GIVEN EXERCISE. Copy the lines word for word, beginning at the line containing "task: segment each instance of the framed" and continuing through the line containing "[[[43,104],[56,301],[243,244],[242,151],[47,89]]]", with both of those lines included.

EXTRACTED DATA.
◆ ◆ ◆ ◆
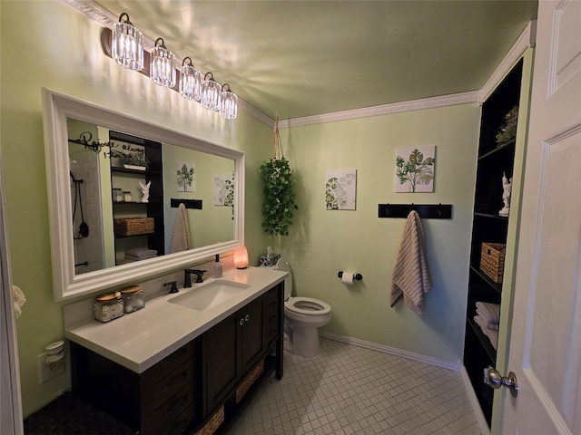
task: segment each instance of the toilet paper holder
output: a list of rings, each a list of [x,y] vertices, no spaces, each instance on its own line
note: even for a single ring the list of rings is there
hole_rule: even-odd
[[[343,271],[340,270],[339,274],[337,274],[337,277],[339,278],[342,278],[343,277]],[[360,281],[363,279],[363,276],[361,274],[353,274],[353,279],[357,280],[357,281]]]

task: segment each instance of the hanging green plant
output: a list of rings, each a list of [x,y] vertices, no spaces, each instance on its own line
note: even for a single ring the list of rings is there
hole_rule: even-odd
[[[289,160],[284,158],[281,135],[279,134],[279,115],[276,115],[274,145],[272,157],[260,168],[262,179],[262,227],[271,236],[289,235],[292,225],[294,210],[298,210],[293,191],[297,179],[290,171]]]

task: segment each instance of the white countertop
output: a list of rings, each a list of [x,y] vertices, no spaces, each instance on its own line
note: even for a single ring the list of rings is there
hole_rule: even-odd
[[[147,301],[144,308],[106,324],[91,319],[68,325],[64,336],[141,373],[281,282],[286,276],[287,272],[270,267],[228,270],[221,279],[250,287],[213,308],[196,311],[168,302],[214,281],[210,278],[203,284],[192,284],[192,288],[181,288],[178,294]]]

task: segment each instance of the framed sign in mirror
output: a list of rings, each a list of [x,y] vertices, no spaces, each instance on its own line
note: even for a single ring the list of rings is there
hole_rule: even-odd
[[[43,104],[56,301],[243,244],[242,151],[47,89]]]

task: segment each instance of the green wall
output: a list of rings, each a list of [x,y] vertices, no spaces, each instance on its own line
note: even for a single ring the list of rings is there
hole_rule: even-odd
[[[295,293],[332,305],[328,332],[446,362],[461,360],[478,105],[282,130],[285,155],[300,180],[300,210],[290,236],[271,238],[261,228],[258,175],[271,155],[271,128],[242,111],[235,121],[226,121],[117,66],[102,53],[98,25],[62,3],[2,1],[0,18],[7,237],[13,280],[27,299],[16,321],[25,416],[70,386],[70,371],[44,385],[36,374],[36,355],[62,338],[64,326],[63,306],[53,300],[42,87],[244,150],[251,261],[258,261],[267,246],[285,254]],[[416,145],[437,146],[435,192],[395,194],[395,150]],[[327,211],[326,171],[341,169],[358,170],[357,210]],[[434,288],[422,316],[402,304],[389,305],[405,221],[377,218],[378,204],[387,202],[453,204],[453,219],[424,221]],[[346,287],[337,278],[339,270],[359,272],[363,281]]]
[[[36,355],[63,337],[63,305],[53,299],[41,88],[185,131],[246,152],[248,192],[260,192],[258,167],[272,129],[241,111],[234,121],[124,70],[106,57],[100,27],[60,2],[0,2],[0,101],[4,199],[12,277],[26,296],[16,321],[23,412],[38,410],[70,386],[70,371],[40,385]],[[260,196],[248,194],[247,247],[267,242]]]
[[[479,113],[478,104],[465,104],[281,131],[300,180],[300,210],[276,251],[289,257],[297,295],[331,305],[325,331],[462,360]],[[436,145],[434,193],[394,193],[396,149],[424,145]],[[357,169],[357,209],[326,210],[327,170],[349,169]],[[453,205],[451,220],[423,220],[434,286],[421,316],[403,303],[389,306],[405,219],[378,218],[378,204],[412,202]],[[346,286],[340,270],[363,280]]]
◆ ◆ ◆ ◆
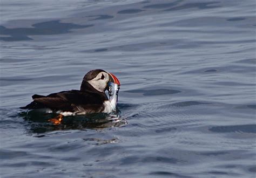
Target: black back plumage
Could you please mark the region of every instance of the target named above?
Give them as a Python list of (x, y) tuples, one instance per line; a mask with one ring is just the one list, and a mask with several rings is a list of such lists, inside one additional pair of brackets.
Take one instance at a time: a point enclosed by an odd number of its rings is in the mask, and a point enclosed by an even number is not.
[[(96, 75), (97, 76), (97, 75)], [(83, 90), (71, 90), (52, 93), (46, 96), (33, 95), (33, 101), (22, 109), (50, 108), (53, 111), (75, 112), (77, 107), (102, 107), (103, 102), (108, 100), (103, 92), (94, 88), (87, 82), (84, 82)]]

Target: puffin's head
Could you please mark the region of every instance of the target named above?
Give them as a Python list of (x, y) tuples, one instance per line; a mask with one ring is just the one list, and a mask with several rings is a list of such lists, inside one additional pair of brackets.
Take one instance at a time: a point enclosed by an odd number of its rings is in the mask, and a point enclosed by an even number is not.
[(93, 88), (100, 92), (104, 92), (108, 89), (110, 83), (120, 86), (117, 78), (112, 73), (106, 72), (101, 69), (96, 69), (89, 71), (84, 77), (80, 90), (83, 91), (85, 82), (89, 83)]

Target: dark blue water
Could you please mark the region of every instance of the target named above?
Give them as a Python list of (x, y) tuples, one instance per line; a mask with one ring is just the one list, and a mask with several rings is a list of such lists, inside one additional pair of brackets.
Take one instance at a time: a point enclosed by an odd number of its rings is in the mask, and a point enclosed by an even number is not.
◆ ◆ ◆ ◆
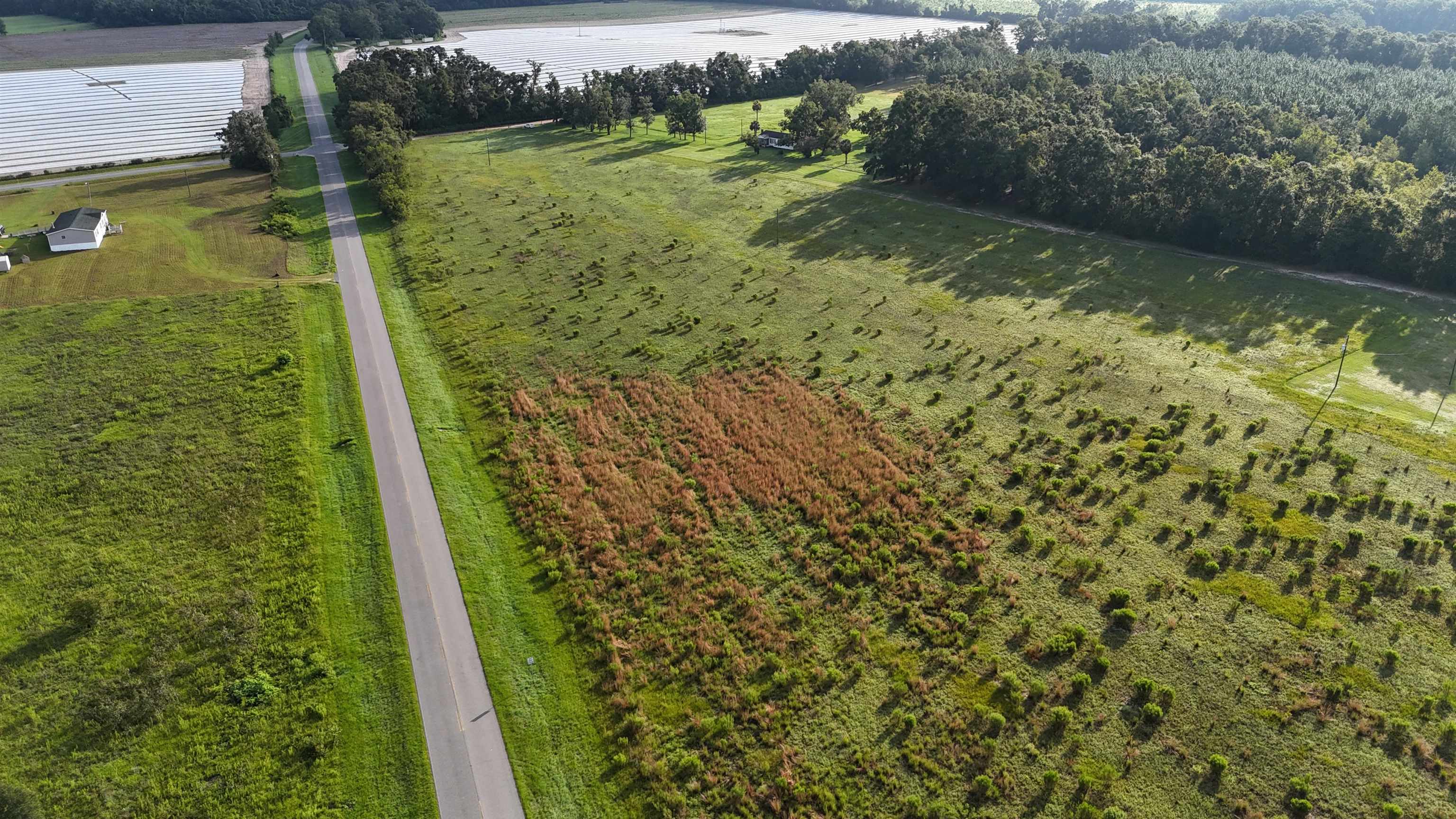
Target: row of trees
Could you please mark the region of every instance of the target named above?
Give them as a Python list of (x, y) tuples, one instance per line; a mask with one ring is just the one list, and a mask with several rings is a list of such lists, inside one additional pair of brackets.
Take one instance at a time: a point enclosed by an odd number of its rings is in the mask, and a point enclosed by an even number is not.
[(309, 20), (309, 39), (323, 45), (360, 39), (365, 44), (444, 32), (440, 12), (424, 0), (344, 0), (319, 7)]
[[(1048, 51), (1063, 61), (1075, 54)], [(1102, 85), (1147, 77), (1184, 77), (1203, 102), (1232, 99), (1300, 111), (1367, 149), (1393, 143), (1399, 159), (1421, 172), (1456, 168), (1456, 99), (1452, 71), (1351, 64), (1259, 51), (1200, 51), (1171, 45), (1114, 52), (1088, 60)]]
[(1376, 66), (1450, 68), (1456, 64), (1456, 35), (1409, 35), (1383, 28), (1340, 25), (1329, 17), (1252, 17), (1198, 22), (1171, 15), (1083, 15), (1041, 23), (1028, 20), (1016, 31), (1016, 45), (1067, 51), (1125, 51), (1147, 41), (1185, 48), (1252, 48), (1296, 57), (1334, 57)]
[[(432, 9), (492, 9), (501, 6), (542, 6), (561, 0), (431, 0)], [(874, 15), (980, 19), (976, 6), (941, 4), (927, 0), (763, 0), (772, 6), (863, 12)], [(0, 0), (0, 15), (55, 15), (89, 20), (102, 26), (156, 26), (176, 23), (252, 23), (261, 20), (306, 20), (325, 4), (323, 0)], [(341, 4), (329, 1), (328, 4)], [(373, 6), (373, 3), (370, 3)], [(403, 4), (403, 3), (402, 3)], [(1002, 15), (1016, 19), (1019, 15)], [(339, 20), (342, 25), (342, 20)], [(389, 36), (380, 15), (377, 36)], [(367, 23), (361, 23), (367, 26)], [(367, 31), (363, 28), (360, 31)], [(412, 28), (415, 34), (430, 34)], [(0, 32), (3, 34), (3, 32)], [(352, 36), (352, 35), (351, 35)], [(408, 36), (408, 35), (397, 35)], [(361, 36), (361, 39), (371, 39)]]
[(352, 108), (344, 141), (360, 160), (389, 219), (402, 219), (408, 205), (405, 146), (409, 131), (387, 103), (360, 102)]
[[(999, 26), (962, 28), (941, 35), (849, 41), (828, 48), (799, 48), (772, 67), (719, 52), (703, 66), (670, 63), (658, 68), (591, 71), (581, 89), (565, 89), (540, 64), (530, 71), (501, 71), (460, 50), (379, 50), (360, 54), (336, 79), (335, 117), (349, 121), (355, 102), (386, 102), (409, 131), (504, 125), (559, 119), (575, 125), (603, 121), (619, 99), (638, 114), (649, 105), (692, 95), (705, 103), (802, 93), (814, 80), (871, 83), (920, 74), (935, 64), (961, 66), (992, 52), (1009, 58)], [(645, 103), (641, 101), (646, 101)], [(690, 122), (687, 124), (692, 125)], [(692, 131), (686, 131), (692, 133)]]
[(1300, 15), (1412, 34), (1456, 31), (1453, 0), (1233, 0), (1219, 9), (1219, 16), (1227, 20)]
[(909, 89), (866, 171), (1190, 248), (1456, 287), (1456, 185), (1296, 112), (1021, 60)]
◆ ◆ ◆ ◆
CORRECT RESPONSE.
task: segment each instance of the framed sign in mirror
output: a list of rings, each a list of [x,y] vertices, no spaces, each instance on its own line
note: even for a single ring the list of rings is there
hole_rule: even-odd
[[[43,104],[56,301],[243,244],[242,151],[47,89]]]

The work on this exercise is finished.